Fragmento seleccionado ->

↓

Bartolomé Clavero
Miembro del Foro Permanente de Naciones Unidas para las Cuestiones Indígenas
Obtenido de: http://clavero.derechosindigenas.org
SERVINDI-Servicios en Comunicación Intercultural (http://www.servindi.org) transmite desde Perú la noticia de la denuncia recién presentada por la Fiscal Adjunta Titular de Chachapoyas, Luz Rojas, ante el Primer Juzgado Penal de Utcubamba contra dos generales, el jefe de la Cuarta División Territorial de la Policía, Javier Uribe Altamirano, y el Comando Operativo de la Dirección Nacional de Operaciones Especiales de la Policía, Luis Elías Muguruza, y quince efectivos de la Policía Nacional por imputación de delito de homicidio calificado en agravio dado el uso desproporcionado de armas de fuego de corto y largo alcance en los sucesos de Bagua de los pasados 5 y 6 de junio. Es un paso que despierta expectativa puesto que se enfrenta al negacionismo del Gobierno sobre acto ninguno indebido de la policía y a su manipulación de la justicia para evitar que se admitan a trámite este tipo de denuncias.

↑

Extracto de datos ->
↓

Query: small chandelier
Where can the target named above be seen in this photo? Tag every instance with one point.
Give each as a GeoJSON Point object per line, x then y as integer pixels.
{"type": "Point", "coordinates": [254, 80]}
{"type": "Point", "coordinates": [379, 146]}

↑
↓

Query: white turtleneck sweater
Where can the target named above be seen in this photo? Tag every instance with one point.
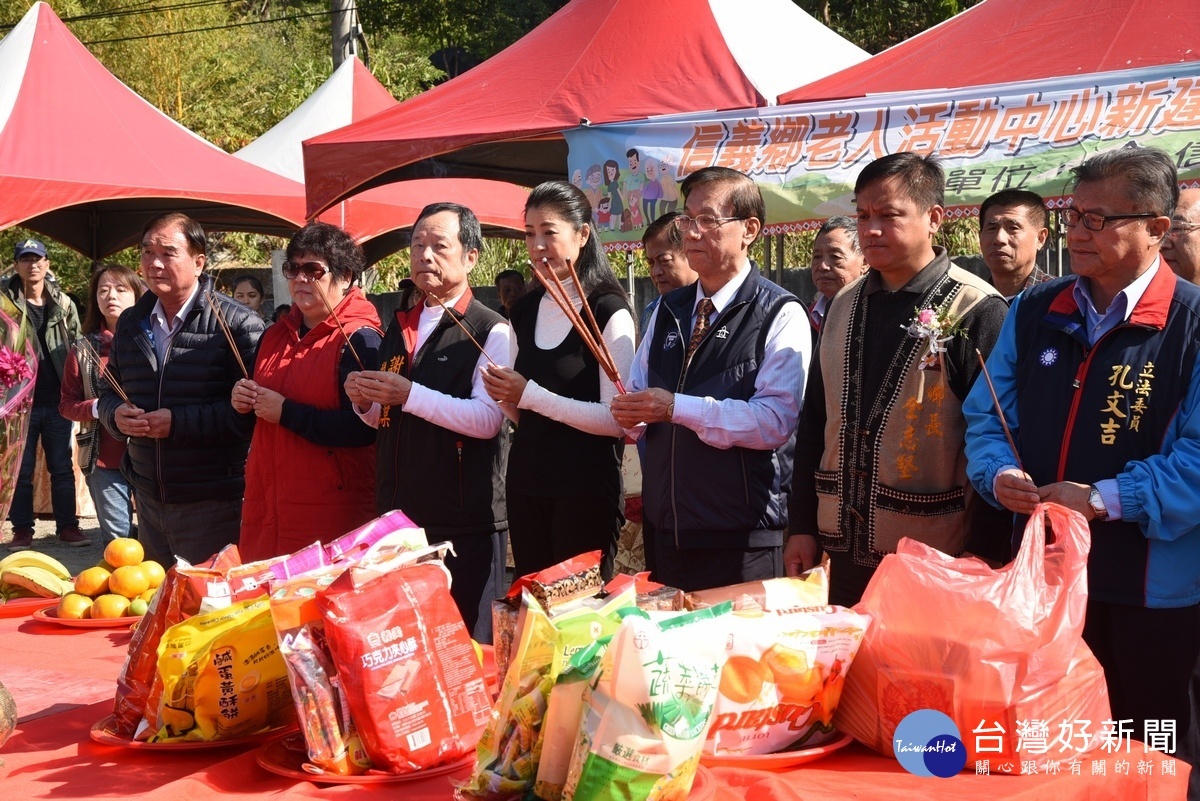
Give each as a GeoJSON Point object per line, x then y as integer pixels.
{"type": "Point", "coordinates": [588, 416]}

↑
↓

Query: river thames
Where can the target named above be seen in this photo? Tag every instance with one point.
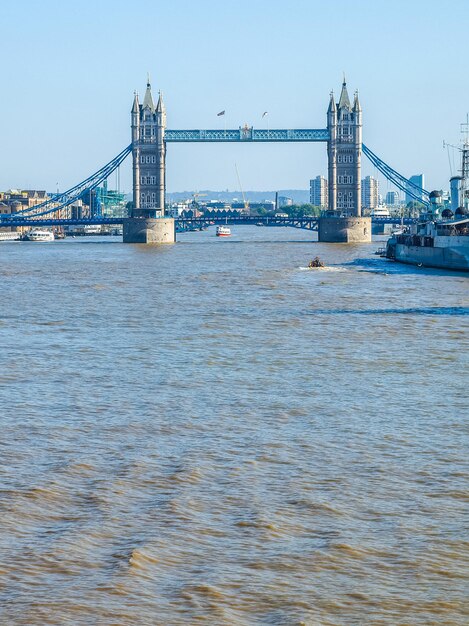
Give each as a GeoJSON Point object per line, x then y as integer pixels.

↑

Qué debe hacer ->
1: Indique si cada una de estas afirmaciones concuerda con el texto sobre la denuncia por los sucesos de Bagua y respalde cada respuesta con las palabras exactas del texto que la deciden: (a) la denuncia se presentó ante el Primer Juzgado Penal de Utcubamba; (b) la denuncia se dirige contra tres generales; (c) los sucesos de Bagua tuvieron lugar los días 5 y 6 de junio.
2: Reúna todas las líneas de los registros que contienen la cadena "Query".

Respuestas por tarea ->
1:
(a) Sí: «ante el Primer Juzgado Penal de Utcubamba».
(b) No: «contra dos generales».
(c) Sí: «en los sucesos de Bagua de los pasados 5 y 6 de junio».

2:
Query: small chandelier
Query: white turtleneck sweater
Query: river thames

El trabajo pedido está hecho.